▶ [BRIEF] The listing below contains a span that opens with the line containing "positive clicks: (170, 184)" and closes with the line containing "171L94 181L88 228L97". Return that span exactly.

**** RECORDS FOR THIS EXERCISE

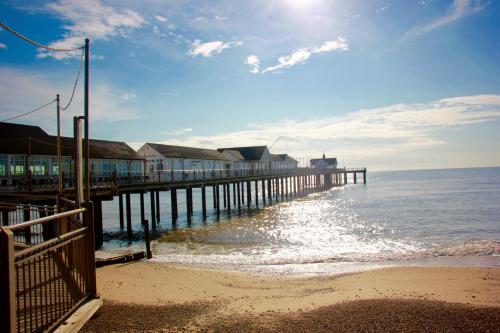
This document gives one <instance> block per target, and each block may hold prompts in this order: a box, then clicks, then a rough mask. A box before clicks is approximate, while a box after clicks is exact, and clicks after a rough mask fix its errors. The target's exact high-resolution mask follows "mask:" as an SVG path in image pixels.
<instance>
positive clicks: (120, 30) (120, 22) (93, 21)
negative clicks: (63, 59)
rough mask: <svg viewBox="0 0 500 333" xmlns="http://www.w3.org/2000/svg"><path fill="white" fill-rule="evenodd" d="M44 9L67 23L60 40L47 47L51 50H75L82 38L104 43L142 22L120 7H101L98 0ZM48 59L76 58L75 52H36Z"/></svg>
mask: <svg viewBox="0 0 500 333" xmlns="http://www.w3.org/2000/svg"><path fill="white" fill-rule="evenodd" d="M46 8H47V10H49V11H50V12H52V13H55V14H56V15H58V16H59V17H60V18H61V19H62V20H64V21H67V22H68V24H66V25H65V26H64V29H65V30H66V32H65V33H64V36H63V38H62V39H61V40H58V41H55V42H53V43H51V44H49V46H50V47H54V48H75V47H78V46H81V45H83V42H84V39H85V38H90V39H91V41H95V40H108V39H110V38H112V37H116V36H126V35H127V33H128V32H129V31H130V30H133V29H137V28H140V27H141V26H142V25H143V24H145V23H146V21H145V20H144V18H143V17H142V16H140V15H139V14H138V13H136V12H134V11H132V10H130V9H127V8H124V9H119V10H118V9H116V8H113V7H110V6H106V5H103V4H102V3H101V1H100V0H86V1H78V0H60V1H57V2H51V3H49V4H47V5H46ZM47 56H51V57H54V58H56V59H65V58H69V57H78V56H79V52H78V51H76V52H51V51H47V50H44V49H40V50H39V57H41V58H43V57H47Z"/></svg>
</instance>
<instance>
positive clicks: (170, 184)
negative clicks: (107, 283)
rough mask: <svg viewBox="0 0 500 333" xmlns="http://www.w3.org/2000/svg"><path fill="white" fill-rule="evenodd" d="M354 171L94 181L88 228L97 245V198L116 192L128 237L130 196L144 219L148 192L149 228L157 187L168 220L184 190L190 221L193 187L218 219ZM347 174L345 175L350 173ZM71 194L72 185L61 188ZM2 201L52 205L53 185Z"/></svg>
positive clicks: (279, 201)
mask: <svg viewBox="0 0 500 333" xmlns="http://www.w3.org/2000/svg"><path fill="white" fill-rule="evenodd" d="M358 174H359V175H362V176H363V183H364V184H366V168H355V169H347V168H344V169H315V168H298V169H296V170H290V171H288V172H287V173H281V174H258V175H250V176H248V175H246V176H240V177H221V178H215V179H200V180H188V181H181V182H151V181H144V182H121V183H114V184H109V185H107V186H94V187H92V189H91V200H92V202H93V206H94V230H95V244H96V249H98V248H100V247H101V246H102V244H103V219H102V202H103V201H111V200H113V199H114V198H115V197H118V209H119V221H118V223H119V225H120V228H121V229H123V230H126V232H127V235H128V236H129V237H132V236H133V235H134V231H133V229H132V226H133V224H134V223H133V221H132V198H131V195H132V194H135V195H138V196H139V203H140V205H139V207H140V208H139V209H140V221H139V222H141V223H142V222H143V221H144V220H145V218H146V207H145V200H144V196H145V195H146V194H147V193H148V192H149V198H150V200H149V204H150V207H149V211H150V223H151V226H152V228H153V229H155V228H156V225H157V224H158V223H159V222H160V220H161V216H162V214H164V213H165V212H162V211H161V210H160V207H161V202H160V192H170V213H171V219H172V220H171V223H172V224H174V225H175V224H176V222H177V220H178V219H179V207H178V198H179V197H178V195H179V194H180V193H181V192H184V193H183V194H184V195H185V202H186V212H185V214H186V220H187V223H188V224H190V223H191V222H192V219H193V212H194V209H193V189H199V191H200V192H201V194H200V198H199V200H200V202H201V214H202V219H206V218H207V215H208V213H207V212H208V210H209V208H210V207H213V213H214V214H215V216H216V218H217V219H219V218H220V216H221V214H222V213H223V212H224V213H226V214H230V213H231V211H232V209H237V210H241V209H244V208H245V206H246V208H250V207H251V206H252V205H254V206H255V207H259V206H260V205H269V204H272V203H275V202H281V201H284V200H290V199H294V198H297V197H301V196H304V195H307V194H309V193H313V192H319V191H324V190H328V189H330V188H332V187H335V186H342V185H345V184H347V183H348V180H349V178H351V179H352V182H353V183H354V184H356V183H357V182H358ZM351 175H352V177H348V176H351ZM65 191H66V192H67V193H66V194H68V195H71V191H72V189H71V188H69V189H66V190H65ZM207 191H211V192H212V203H208V202H207ZM0 201H2V202H26V203H28V202H29V203H37V202H43V203H45V204H46V205H50V204H55V190H51V189H39V190H32V191H29V192H0ZM8 216H9V214H8V210H5V209H4V210H2V215H1V222H2V224H3V225H8V224H9V220H8Z"/></svg>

********

▶ [OUTPUT OF THE EXERCISE]
positive clicks: (170, 184)
negative clicks: (107, 283)
rough mask: <svg viewBox="0 0 500 333" xmlns="http://www.w3.org/2000/svg"><path fill="white" fill-rule="evenodd" d="M354 171L94 181L88 228L97 245V198L116 192L128 237L130 196L144 219L148 192L149 228L157 187L168 220L184 190L190 221L193 187L218 219ZM347 174L345 175L350 173ZM71 194L72 185L61 188ZM2 201L52 205L53 185Z"/></svg>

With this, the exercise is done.